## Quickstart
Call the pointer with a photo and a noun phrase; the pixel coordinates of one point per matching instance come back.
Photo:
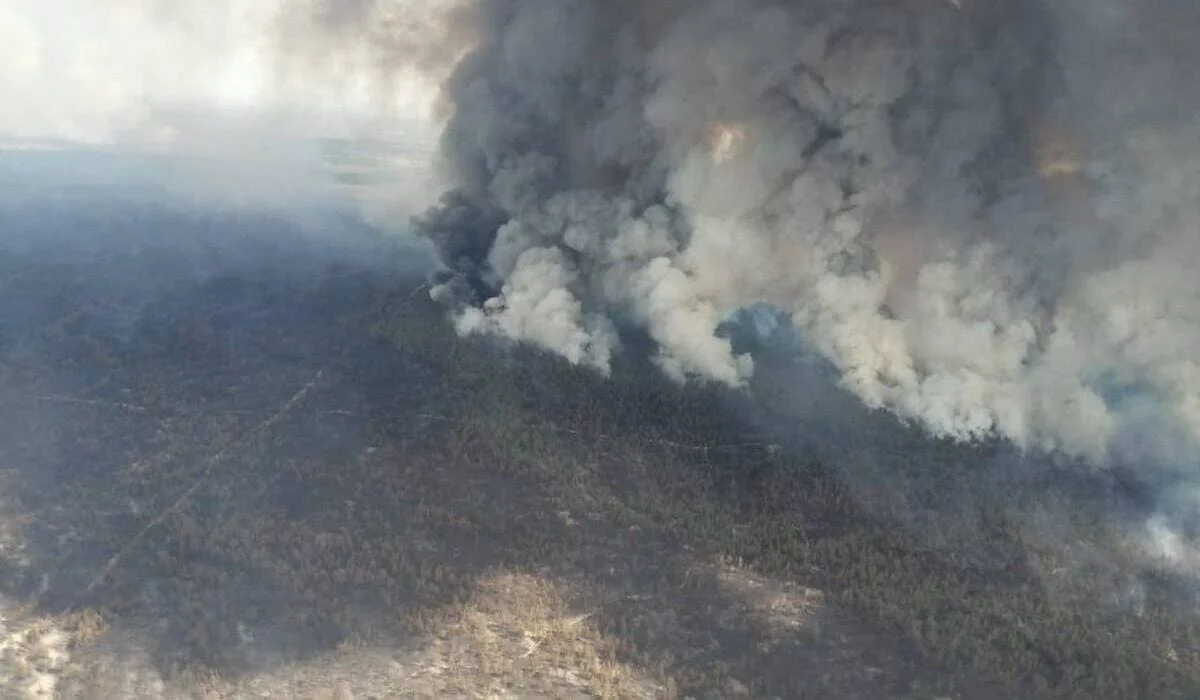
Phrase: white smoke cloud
(982, 214)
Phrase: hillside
(291, 479)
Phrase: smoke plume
(982, 213)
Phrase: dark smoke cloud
(982, 213)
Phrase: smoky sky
(981, 213)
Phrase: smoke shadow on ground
(213, 453)
(293, 460)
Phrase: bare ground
(273, 489)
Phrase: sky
(121, 72)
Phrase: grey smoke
(982, 213)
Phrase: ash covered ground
(243, 455)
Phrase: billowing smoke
(983, 213)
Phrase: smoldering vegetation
(856, 335)
(244, 458)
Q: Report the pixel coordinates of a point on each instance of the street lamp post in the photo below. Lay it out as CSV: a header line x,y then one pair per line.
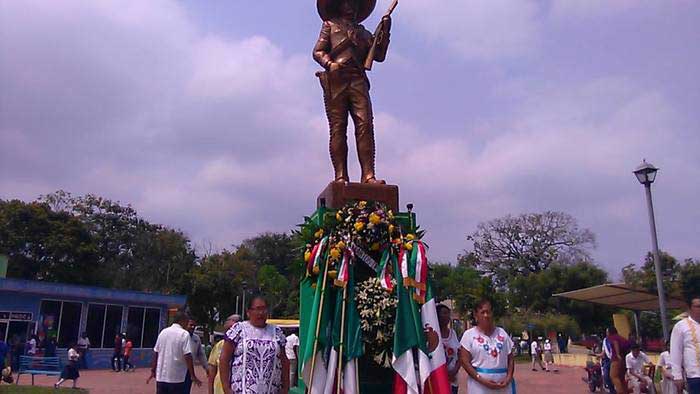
x,y
646,174
245,285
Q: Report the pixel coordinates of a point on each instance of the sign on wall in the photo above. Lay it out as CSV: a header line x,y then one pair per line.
x,y
23,316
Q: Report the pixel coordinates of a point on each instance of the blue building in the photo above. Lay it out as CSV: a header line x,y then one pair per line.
x,y
65,311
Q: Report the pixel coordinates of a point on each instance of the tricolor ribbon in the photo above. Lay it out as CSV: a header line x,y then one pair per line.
x,y
344,271
384,276
314,264
403,267
421,276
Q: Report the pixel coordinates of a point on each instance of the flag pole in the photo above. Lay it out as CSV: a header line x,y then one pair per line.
x,y
318,322
342,339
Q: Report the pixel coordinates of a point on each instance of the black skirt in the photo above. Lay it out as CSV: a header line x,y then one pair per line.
x,y
70,371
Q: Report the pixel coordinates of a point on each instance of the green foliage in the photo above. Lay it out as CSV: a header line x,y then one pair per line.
x,y
275,287
465,286
92,240
515,246
216,282
541,324
533,293
690,279
645,276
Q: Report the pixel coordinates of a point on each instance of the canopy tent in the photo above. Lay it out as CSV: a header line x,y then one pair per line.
x,y
623,296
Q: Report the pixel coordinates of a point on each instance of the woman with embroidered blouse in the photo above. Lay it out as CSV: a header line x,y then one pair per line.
x,y
486,353
253,360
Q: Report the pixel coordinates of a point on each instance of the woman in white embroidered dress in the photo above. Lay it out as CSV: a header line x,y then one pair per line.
x,y
253,360
486,354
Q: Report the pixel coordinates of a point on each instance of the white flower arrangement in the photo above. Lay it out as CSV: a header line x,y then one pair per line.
x,y
377,309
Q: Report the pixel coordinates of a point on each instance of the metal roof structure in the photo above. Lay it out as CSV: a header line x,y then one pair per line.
x,y
622,296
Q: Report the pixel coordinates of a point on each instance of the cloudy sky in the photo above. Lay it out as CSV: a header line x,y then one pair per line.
x,y
206,116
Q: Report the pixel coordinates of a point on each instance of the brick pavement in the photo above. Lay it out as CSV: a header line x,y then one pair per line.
x,y
566,381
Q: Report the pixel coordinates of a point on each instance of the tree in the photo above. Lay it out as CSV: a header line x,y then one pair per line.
x,y
533,294
465,286
46,245
216,282
275,287
275,249
690,278
509,247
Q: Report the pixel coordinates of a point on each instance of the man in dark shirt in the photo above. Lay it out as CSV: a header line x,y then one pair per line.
x,y
4,349
117,355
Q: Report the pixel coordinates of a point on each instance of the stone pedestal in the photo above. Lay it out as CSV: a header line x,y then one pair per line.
x,y
337,194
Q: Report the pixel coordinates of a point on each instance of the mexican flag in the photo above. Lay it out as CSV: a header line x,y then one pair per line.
x,y
410,344
335,305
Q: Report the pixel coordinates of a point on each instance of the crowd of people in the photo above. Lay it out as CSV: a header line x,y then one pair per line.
x,y
256,357
625,367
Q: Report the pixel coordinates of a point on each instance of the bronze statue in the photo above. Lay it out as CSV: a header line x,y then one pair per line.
x,y
345,49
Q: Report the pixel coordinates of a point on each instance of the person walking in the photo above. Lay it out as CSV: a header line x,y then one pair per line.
x,y
32,345
198,354
486,353
128,345
172,358
605,356
214,377
292,350
549,356
117,354
536,354
451,345
635,361
664,366
253,359
685,348
70,370
83,347
619,347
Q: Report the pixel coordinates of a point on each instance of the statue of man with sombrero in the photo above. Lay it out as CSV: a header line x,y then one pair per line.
x,y
344,49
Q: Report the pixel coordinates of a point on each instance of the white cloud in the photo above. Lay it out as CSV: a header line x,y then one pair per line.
x,y
480,29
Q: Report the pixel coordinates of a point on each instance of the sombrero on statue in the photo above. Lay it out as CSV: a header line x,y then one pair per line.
x,y
328,9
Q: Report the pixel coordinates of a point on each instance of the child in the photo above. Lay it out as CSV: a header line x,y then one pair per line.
x,y
70,370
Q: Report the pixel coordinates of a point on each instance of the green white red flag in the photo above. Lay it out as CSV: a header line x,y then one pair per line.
x,y
411,321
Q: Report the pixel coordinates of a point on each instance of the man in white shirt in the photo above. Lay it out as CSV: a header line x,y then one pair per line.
x,y
172,358
635,361
292,349
536,354
198,354
83,347
685,348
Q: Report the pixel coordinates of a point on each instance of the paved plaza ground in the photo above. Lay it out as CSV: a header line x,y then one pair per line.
x,y
566,381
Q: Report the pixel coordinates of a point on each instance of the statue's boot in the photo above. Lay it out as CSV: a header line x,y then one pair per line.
x,y
338,148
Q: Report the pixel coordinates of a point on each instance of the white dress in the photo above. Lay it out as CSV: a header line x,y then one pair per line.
x,y
667,386
255,366
451,345
489,358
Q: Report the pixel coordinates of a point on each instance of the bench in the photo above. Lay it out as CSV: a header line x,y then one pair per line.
x,y
38,366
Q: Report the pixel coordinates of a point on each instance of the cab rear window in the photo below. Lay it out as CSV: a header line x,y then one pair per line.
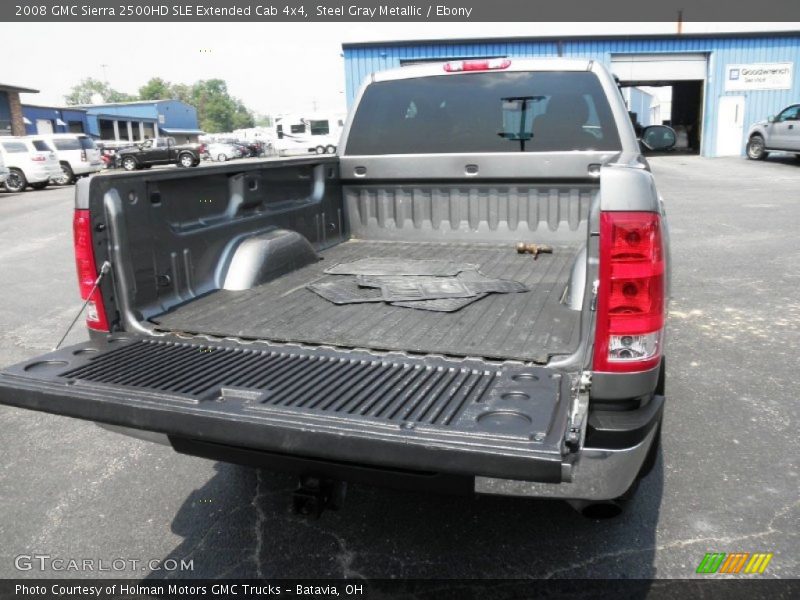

YOUR OBJECTIVE - Locate every line above that contains the string "smoke" and copy each of those lines in full. Case counts.

RESULT -
Phrase: white smoke cloud
Phrase: smoke plume
Phrase: dark smoke cloud
Phrase: smoke shadow on ground
Phrase: grey smoke
Phrase: billowing smoke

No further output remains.